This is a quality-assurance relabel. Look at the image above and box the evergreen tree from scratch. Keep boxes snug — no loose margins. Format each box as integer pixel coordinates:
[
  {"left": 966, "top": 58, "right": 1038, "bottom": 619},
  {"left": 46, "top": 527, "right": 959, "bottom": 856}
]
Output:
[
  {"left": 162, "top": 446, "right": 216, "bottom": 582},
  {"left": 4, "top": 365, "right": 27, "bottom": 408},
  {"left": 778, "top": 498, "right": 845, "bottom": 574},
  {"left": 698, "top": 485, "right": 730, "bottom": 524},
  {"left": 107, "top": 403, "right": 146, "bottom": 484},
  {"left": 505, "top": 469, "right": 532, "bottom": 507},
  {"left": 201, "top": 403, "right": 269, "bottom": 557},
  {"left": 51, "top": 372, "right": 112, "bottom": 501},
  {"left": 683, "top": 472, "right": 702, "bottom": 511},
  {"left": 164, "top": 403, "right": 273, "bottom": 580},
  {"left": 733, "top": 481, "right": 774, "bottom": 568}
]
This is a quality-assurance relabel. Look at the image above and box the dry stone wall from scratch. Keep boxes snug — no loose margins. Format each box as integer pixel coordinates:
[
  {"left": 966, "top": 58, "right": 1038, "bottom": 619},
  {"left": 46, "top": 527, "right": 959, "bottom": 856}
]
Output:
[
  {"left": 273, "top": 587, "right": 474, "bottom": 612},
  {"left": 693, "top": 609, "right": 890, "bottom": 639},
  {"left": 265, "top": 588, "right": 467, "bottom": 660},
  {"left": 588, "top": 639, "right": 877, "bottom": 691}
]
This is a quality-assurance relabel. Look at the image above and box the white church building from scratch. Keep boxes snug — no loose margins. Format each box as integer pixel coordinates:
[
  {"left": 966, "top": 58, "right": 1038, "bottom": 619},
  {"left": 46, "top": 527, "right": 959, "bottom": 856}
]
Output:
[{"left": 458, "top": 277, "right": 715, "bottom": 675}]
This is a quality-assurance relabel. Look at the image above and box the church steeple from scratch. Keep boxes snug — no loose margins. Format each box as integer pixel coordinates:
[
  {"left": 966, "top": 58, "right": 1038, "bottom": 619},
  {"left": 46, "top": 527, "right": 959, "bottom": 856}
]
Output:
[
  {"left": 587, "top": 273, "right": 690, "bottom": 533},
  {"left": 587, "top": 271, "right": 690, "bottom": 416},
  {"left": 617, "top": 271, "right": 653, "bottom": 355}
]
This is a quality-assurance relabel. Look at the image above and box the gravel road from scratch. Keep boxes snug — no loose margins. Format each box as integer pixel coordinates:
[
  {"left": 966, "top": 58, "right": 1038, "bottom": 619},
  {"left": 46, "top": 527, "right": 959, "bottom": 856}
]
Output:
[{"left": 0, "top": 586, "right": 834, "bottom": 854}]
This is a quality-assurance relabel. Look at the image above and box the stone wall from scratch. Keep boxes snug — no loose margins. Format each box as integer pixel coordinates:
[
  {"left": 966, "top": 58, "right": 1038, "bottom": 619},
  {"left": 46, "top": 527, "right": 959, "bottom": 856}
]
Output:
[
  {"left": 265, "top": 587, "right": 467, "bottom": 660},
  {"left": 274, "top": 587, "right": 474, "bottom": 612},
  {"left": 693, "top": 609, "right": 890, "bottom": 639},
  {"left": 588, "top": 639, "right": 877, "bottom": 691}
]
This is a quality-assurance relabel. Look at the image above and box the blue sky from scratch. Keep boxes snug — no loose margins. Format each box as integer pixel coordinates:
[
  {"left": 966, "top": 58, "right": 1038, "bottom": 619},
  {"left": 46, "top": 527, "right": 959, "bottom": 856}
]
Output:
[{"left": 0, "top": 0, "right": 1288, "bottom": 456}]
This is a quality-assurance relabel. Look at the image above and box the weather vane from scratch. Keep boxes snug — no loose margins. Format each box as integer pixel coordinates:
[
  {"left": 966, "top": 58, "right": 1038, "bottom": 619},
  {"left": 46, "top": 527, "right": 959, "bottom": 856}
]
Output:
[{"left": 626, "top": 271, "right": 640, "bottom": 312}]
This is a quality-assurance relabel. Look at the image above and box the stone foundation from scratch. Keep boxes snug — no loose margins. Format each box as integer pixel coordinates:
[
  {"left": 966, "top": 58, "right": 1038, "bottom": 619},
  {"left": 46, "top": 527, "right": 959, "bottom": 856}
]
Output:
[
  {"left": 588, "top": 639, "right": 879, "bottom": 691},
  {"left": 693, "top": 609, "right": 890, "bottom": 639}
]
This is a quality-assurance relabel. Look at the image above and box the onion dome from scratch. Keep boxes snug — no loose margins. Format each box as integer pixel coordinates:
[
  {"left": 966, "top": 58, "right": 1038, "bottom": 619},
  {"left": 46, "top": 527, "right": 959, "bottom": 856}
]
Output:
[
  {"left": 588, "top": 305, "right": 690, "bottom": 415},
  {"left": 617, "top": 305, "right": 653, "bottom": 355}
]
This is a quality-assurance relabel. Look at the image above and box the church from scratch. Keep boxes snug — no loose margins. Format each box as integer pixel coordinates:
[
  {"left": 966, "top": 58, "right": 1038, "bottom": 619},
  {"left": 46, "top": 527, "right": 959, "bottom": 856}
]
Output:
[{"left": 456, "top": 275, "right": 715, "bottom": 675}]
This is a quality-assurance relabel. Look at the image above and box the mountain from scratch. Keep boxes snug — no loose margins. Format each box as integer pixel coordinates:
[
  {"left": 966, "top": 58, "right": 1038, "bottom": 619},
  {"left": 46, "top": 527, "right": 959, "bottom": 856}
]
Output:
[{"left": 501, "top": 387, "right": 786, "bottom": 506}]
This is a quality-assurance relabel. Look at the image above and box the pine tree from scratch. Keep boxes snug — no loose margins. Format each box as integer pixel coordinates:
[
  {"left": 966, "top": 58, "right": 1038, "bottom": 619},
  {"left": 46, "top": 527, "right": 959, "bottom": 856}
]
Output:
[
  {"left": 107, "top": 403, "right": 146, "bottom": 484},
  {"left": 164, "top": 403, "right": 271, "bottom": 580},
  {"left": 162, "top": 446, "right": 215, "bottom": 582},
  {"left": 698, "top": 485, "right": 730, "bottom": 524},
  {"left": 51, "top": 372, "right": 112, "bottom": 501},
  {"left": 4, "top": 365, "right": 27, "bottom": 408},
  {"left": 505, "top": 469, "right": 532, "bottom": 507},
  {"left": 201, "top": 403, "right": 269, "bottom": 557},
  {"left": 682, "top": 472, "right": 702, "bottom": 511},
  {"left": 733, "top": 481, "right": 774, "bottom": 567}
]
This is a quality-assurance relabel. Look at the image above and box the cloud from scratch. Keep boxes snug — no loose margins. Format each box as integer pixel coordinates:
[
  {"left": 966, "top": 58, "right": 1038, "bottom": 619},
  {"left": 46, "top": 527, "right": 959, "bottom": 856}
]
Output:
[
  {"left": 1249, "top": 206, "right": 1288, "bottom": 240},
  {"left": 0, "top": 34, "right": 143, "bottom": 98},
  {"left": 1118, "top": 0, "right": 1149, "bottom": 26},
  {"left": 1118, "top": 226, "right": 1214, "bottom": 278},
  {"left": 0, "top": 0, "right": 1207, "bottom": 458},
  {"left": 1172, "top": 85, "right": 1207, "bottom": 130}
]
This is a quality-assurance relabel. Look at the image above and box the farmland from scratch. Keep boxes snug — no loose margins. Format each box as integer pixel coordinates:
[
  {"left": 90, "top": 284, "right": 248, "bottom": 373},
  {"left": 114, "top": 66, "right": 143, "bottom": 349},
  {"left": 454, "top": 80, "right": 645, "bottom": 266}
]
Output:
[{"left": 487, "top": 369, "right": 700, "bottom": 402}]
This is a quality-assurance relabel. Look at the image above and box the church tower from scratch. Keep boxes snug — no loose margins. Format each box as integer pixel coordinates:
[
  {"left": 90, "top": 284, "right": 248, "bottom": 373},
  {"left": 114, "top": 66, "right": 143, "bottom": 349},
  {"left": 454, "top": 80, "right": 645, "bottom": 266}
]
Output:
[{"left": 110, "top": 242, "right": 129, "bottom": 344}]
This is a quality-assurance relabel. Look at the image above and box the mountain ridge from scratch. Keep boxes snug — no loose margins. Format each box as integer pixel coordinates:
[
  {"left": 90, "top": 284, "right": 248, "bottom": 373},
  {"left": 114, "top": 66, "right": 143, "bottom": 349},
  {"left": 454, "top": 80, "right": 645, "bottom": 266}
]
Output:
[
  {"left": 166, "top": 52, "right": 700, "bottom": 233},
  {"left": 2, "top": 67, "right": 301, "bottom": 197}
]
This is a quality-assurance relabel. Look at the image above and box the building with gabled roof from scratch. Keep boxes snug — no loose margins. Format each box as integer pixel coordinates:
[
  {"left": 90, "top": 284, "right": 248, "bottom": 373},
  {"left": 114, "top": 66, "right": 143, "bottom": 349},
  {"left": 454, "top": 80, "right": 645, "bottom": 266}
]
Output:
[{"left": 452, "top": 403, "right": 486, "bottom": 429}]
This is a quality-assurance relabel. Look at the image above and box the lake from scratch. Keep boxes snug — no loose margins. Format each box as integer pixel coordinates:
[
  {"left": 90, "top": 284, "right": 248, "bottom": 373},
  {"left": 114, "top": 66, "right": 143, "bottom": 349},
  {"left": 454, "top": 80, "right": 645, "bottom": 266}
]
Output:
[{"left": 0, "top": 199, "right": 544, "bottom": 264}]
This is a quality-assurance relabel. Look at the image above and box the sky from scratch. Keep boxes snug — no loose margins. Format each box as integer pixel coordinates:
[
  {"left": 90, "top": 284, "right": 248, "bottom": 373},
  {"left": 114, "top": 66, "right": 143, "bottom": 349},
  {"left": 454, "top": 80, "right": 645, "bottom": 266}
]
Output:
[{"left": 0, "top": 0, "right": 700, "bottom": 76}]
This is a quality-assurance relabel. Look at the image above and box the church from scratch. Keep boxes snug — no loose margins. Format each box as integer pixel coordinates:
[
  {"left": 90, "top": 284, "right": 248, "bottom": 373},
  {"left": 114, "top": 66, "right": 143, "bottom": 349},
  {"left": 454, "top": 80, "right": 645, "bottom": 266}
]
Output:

* **Stated goal**
Pick out every line of the listing above that contains the word "gabled" and copy each one in full. Uppercase and lowercase count as different letters.

* **Correct output**
This is a quality-assurance relabel. Look at the image above and box the building with gabled roof from scratch. Keep boxes snug — no loose margins. Format each box as integer pixel coordinates:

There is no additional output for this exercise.